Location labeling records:
— start —

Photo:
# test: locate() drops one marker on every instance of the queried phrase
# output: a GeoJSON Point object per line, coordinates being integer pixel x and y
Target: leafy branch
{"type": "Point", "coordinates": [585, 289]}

— end —

TASK TO CARRY OUT>
Please rewrite every line of the records above, requests included, with each coordinate in the answers scaled by 2.25 and rounded to the nearest whole number, halves going up.

SOLUTION TO THE PROBLEM>
Photo:
# test: locate() drops one marker on every instance of the queried phrase
# output: a GeoJSON Point object per line, coordinates being integer pixel x and y
Target: leafy branch
{"type": "Point", "coordinates": [1316, 650]}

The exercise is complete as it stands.